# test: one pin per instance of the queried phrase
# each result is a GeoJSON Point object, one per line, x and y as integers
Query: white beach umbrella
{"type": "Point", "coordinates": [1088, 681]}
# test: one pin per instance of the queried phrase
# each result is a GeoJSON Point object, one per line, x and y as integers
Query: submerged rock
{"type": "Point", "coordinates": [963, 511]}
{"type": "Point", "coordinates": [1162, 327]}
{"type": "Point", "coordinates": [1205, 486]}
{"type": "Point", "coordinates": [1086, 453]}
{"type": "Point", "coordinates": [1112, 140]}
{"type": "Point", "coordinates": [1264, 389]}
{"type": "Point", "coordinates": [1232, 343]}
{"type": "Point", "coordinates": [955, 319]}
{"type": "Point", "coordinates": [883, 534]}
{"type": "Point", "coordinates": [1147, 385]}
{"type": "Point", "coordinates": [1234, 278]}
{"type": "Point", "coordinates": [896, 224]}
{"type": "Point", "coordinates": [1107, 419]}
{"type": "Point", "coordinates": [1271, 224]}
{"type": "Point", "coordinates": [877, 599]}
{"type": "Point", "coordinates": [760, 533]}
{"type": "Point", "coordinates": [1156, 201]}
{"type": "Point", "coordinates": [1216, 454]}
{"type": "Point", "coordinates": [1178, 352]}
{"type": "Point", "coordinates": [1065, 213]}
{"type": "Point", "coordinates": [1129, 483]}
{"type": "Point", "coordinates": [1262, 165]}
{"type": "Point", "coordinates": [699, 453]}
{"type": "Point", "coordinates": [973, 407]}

---

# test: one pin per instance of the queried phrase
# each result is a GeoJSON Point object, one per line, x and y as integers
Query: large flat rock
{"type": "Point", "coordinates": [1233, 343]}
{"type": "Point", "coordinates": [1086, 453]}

---

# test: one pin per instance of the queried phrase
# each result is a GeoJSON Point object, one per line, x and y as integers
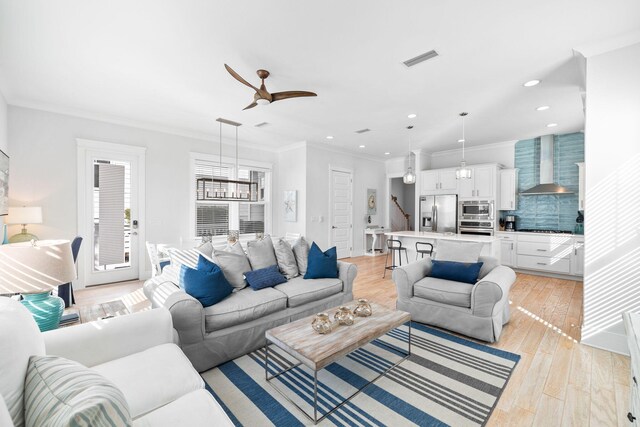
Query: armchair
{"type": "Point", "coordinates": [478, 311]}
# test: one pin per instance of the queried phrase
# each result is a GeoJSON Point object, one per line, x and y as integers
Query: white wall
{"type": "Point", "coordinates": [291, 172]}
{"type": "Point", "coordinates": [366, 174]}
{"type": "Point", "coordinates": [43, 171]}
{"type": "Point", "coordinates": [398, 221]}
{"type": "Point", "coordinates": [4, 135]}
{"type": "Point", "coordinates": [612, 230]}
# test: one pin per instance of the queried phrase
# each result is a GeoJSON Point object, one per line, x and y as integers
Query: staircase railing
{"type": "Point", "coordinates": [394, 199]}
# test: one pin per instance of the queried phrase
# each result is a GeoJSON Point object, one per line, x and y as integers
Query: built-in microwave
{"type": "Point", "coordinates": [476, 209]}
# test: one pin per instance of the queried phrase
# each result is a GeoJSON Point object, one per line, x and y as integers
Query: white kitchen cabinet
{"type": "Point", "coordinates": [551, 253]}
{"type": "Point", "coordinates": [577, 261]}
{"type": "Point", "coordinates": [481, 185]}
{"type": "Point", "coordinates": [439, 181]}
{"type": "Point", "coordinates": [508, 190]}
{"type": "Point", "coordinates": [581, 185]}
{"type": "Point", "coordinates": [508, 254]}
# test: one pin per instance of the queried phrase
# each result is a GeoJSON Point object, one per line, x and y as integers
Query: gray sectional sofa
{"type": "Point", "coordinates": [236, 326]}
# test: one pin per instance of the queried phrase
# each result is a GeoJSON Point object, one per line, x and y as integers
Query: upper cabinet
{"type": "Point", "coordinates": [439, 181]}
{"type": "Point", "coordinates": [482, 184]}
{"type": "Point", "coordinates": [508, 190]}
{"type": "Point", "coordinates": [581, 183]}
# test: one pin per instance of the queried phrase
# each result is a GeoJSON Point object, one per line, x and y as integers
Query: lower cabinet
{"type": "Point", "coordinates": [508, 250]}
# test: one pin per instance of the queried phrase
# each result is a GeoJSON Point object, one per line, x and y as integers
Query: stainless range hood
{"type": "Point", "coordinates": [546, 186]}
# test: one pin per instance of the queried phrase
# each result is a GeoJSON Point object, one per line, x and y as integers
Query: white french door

**Exercise**: Pull out each line in the rows above that contains the word "rock" and copy those lines in full.

**Answer to this task**:
Query: submerged rock
Query: large flat rock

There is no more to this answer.